## Supplied material
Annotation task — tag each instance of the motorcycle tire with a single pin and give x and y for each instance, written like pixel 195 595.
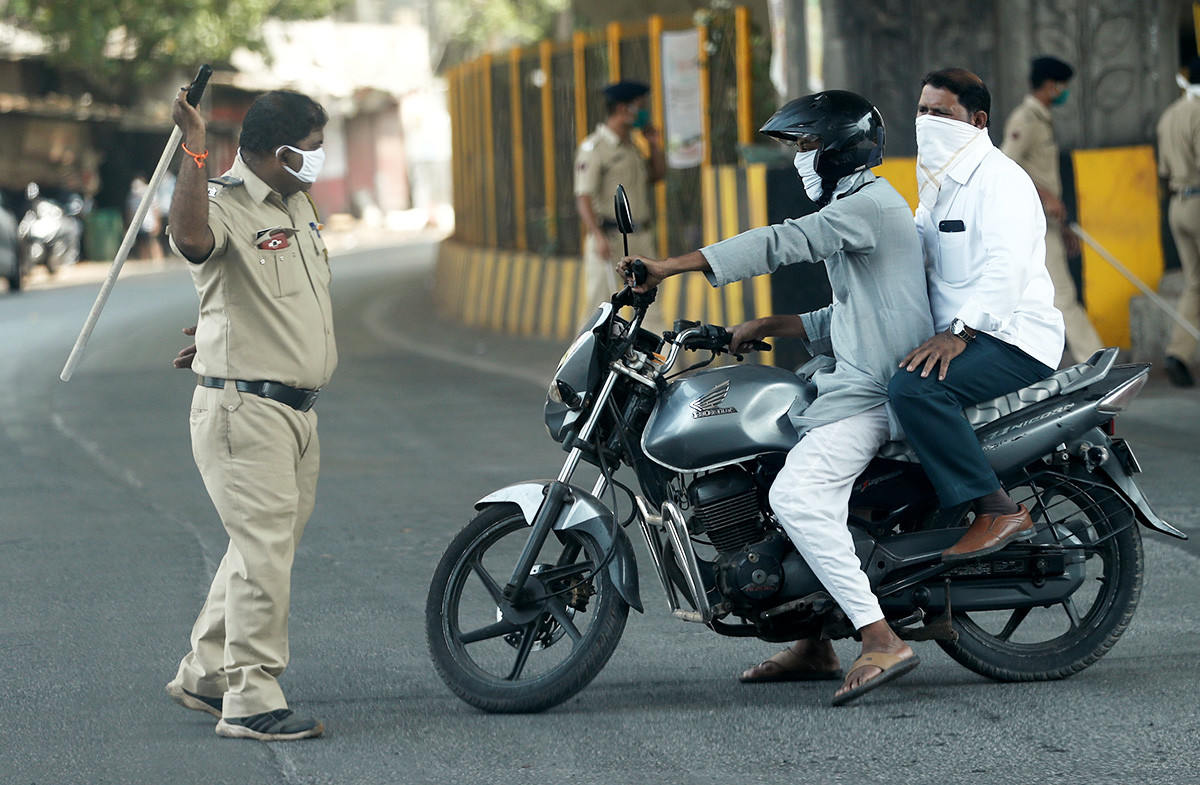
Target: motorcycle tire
pixel 1054 642
pixel 561 642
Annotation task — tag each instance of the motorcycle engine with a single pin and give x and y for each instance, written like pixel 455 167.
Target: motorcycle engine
pixel 726 508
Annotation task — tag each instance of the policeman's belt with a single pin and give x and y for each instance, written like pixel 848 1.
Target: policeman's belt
pixel 298 399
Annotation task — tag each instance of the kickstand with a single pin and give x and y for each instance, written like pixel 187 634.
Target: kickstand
pixel 940 629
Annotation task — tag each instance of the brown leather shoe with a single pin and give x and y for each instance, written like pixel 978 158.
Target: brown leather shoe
pixel 989 533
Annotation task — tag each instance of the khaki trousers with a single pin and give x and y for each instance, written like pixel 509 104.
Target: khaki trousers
pixel 1083 341
pixel 600 279
pixel 1183 217
pixel 259 461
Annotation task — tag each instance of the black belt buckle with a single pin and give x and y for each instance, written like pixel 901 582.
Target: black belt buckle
pixel 309 401
pixel 298 399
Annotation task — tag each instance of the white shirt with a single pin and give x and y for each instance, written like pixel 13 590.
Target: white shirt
pixel 987 263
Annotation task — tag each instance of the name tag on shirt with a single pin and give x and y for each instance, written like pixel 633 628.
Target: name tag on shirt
pixel 274 238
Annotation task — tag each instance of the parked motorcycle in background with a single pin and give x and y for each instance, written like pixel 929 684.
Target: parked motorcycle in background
pixel 51 232
pixel 10 251
pixel 532 597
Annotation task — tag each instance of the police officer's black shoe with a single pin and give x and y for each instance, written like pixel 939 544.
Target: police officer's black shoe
pixel 1177 372
pixel 187 699
pixel 281 725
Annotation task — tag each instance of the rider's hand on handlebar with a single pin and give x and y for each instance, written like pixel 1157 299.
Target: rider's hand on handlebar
pixel 748 336
pixel 655 271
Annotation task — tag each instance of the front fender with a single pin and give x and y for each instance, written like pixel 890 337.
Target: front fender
pixel 587 514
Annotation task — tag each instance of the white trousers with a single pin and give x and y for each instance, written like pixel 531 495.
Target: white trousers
pixel 810 498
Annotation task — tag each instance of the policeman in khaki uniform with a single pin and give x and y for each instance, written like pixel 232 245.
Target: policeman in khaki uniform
pixel 1179 166
pixel 605 160
pixel 264 345
pixel 1029 139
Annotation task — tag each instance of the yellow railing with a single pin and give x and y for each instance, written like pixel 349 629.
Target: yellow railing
pixel 517 119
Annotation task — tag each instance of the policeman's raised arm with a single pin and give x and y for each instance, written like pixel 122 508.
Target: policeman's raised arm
pixel 190 202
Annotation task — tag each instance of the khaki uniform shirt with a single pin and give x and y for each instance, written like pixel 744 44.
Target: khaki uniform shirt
pixel 1029 139
pixel 264 291
pixel 604 162
pixel 1179 144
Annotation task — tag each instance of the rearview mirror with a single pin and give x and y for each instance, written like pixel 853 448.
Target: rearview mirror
pixel 621 207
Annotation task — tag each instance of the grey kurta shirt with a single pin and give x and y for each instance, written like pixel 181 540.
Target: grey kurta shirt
pixel 868 240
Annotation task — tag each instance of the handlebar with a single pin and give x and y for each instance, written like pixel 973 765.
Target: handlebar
pixel 712 337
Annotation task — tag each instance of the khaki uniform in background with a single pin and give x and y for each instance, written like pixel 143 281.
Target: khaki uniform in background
pixel 601 163
pixel 264 316
pixel 1179 162
pixel 1030 142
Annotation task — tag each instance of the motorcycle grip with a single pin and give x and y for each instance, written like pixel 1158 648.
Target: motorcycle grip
pixel 639 270
pixel 197 88
pixel 727 340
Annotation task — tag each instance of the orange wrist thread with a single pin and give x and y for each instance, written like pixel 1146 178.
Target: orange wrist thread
pixel 196 156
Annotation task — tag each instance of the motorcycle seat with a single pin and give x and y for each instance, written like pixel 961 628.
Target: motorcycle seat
pixel 1061 382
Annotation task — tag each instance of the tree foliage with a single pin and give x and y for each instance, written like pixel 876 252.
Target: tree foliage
pixel 150 36
pixel 469 28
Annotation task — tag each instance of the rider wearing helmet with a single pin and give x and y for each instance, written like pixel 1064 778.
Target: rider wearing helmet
pixel 864 233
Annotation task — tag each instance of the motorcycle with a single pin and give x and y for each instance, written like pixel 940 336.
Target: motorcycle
pixel 520 621
pixel 49 233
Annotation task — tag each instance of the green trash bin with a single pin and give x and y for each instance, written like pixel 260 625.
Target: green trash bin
pixel 102 232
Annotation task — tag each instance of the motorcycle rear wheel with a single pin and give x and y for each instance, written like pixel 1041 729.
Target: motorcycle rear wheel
pixel 547 655
pixel 1054 642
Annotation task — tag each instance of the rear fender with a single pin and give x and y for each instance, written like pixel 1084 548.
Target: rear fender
pixel 587 514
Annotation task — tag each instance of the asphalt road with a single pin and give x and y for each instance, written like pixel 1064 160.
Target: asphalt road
pixel 108 541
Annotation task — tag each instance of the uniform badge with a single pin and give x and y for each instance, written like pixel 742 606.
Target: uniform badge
pixel 274 241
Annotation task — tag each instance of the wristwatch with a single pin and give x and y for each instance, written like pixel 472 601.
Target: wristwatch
pixel 959 329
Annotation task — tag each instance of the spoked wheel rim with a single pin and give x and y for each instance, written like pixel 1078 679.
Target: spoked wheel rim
pixel 515 646
pixel 1098 532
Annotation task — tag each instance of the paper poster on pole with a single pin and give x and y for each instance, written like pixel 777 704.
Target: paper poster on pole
pixel 682 105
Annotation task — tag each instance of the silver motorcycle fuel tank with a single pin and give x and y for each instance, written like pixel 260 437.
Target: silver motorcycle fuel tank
pixel 724 415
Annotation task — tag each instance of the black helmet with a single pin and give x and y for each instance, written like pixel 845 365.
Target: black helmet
pixel 849 127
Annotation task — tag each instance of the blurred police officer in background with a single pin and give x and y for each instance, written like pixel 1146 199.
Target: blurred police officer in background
pixel 606 159
pixel 1030 141
pixel 1179 166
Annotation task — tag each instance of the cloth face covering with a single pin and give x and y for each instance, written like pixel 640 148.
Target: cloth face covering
pixel 1192 89
pixel 312 162
pixel 940 143
pixel 804 163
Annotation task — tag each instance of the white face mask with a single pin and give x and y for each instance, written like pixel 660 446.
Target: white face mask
pixel 1193 90
pixel 941 142
pixel 312 162
pixel 804 163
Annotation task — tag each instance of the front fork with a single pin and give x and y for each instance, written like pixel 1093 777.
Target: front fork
pixel 558 492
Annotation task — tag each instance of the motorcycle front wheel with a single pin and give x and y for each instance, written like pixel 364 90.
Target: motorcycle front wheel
pixel 1057 641
pixel 549 647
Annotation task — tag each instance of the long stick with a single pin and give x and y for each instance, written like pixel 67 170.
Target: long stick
pixel 1138 282
pixel 131 234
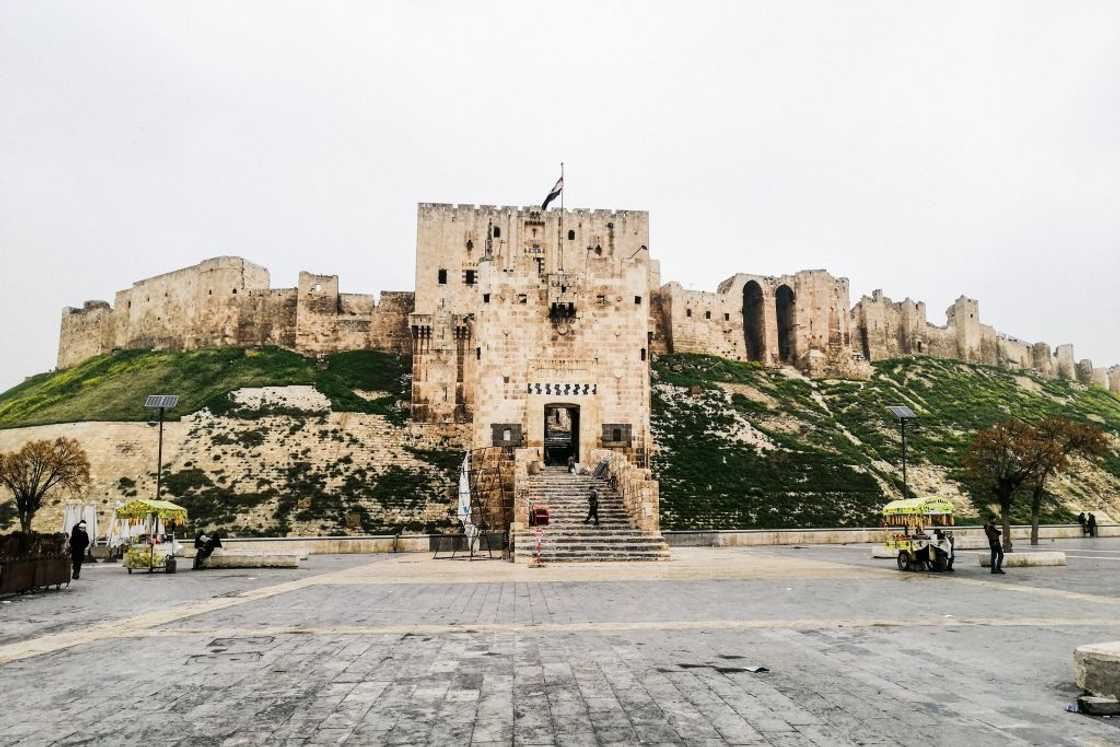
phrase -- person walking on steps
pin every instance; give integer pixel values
(994, 541)
(78, 543)
(593, 506)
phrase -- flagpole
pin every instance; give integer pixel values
(560, 234)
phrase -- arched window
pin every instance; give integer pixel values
(753, 321)
(785, 306)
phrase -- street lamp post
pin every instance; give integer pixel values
(903, 413)
(160, 402)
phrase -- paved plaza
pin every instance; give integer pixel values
(406, 650)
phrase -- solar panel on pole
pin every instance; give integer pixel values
(903, 413)
(165, 401)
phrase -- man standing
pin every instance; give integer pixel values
(593, 506)
(994, 541)
(78, 543)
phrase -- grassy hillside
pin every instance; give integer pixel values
(112, 386)
(739, 446)
(269, 466)
(744, 447)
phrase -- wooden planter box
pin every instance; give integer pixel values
(18, 576)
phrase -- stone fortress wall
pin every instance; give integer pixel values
(804, 320)
(226, 301)
(490, 281)
(519, 309)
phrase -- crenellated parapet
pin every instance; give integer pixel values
(226, 302)
(801, 319)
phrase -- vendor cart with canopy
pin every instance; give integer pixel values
(156, 516)
(923, 542)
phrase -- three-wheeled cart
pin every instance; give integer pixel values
(923, 543)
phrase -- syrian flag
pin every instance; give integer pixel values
(557, 188)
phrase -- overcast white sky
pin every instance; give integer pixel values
(935, 150)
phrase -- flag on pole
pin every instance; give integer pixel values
(557, 188)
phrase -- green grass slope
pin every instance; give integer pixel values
(113, 386)
(742, 447)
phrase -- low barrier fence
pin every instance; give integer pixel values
(967, 537)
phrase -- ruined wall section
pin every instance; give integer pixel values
(884, 329)
(226, 302)
(800, 319)
(85, 333)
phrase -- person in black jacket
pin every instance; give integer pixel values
(994, 542)
(205, 547)
(78, 543)
(593, 506)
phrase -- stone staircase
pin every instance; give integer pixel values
(567, 539)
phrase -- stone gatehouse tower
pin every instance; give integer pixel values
(534, 326)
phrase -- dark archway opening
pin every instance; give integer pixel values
(561, 433)
(785, 305)
(753, 320)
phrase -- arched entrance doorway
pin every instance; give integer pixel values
(753, 321)
(785, 305)
(561, 433)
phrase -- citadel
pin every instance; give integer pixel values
(524, 318)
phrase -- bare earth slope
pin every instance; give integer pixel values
(742, 447)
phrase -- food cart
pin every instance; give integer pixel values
(156, 515)
(916, 548)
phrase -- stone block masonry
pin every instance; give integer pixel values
(226, 301)
(472, 261)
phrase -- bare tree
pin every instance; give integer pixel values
(40, 467)
(1060, 440)
(1000, 459)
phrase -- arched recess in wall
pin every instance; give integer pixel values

## Activity
Across the data above, how many lines contain the string "person"? Reply with the number and nothing else.

## Output of the task
2